David O'Reilly

Edge on Chromium is bad for the web

In a blog post at the beginning of the month, Microsoft announced their plans to scrap EdgeHTML, and focus on developing a more compatible web browser. TL;DR future iterations of Edge will be built on Chromium.

On the face of it, greater compatibility sounds like a win all round. Not all web browsers all built equal, each with their own individual behaviours, and the way in which web content is rendered is largely down to the underlying browser engine. If the same browser engine was used by all, users would get a consistent experience across multiple browsers, and web developers would have less frustrations implementing features across said multiple browsers. Furthermore, not all browsers share support for the same web technologies.

..............................

[Tasks to perform]
A. In the blog post, what will future iterations of Edge be built on?
B. Count the lines of the entries that contain the string "taillight", treating uppercase and lowercase as different, and give only the number.
The blog post and the entries that follow it come from unrelated sources.

(Position annotation records)

..............................

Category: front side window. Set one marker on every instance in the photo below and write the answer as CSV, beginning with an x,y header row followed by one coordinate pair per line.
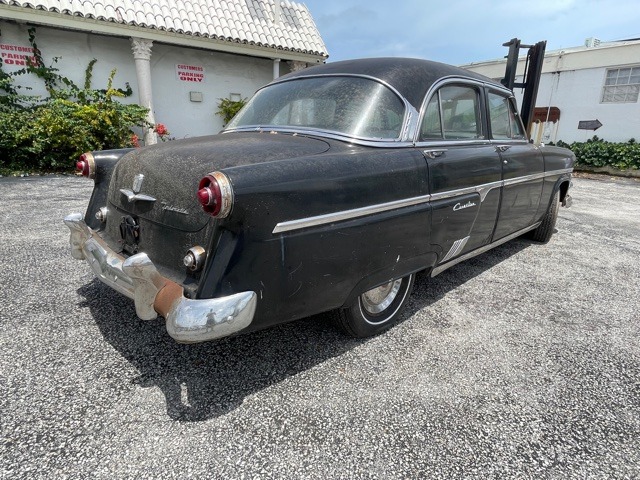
x,y
453,113
504,119
621,85
354,106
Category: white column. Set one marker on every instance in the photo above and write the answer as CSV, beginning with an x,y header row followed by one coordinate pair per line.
x,y
276,68
142,55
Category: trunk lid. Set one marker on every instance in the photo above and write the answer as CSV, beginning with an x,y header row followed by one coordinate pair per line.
x,y
166,192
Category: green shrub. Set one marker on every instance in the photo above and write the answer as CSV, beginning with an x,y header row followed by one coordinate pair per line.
x,y
49,134
600,153
228,108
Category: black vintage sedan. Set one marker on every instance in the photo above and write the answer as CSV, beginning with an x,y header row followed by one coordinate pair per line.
x,y
329,190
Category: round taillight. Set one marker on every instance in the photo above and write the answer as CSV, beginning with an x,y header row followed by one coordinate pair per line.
x,y
86,165
215,194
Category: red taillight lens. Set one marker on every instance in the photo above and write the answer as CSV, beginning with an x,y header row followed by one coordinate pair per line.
x,y
86,165
215,194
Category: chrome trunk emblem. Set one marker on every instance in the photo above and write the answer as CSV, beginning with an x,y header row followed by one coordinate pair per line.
x,y
134,194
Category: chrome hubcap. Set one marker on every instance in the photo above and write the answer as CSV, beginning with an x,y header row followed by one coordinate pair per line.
x,y
378,299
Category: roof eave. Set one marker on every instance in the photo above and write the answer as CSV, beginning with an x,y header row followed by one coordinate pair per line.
x,y
60,20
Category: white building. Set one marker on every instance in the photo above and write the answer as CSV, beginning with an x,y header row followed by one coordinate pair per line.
x,y
598,81
179,56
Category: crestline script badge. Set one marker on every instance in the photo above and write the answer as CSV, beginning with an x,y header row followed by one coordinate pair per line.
x,y
461,206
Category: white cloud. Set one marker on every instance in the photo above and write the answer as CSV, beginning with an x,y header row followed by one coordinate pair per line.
x,y
461,31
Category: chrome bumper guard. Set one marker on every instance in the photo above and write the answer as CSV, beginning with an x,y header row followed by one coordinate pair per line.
x,y
187,320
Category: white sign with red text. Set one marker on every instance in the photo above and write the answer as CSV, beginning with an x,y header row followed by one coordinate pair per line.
x,y
190,73
16,55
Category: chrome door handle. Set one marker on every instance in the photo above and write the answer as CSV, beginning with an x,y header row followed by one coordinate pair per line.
x,y
434,153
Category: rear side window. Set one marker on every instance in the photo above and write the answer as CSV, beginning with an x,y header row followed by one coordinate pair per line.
x,y
453,113
503,117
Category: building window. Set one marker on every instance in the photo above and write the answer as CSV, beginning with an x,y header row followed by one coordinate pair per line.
x,y
621,85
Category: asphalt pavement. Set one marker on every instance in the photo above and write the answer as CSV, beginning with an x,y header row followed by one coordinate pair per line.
x,y
520,363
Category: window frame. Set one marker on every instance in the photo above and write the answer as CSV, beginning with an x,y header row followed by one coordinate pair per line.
x,y
511,101
435,91
604,88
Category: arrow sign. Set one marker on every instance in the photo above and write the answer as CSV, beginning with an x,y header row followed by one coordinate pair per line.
x,y
589,124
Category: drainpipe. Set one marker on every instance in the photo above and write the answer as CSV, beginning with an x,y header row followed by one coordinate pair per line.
x,y
142,55
276,68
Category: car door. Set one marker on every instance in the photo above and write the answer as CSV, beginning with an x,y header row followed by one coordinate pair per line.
x,y
464,169
522,166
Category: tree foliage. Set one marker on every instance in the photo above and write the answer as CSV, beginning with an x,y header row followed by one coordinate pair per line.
x,y
600,153
48,134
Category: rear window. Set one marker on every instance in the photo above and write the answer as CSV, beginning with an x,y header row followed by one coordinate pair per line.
x,y
353,106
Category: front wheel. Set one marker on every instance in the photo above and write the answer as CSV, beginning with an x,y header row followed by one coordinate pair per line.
x,y
377,309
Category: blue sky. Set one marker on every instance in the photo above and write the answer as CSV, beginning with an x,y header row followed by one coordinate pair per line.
x,y
464,31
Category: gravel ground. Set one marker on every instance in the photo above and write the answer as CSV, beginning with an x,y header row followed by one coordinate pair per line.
x,y
521,363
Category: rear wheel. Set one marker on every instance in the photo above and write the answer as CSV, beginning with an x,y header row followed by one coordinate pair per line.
x,y
545,230
377,309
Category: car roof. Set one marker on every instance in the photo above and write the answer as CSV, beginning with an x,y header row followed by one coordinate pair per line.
x,y
411,77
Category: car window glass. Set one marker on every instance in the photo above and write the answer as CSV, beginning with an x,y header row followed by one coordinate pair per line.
x,y
460,113
431,128
354,106
503,118
452,114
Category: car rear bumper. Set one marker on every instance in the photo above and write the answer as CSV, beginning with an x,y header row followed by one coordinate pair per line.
x,y
187,320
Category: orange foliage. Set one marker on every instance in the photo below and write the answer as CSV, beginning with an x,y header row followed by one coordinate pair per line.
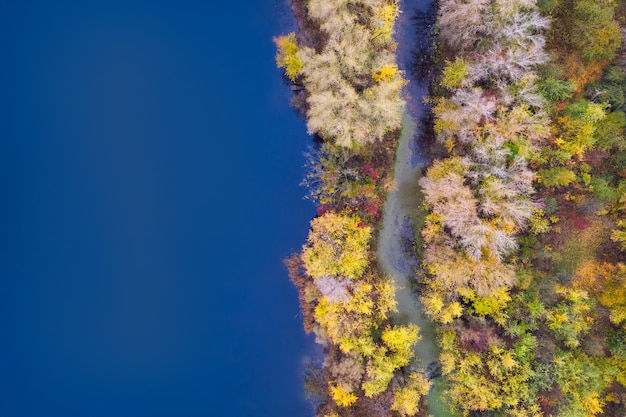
x,y
591,275
582,74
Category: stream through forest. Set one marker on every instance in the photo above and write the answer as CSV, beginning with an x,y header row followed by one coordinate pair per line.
x,y
397,245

..............................

[Full answers]
A. Chromium.

B. 2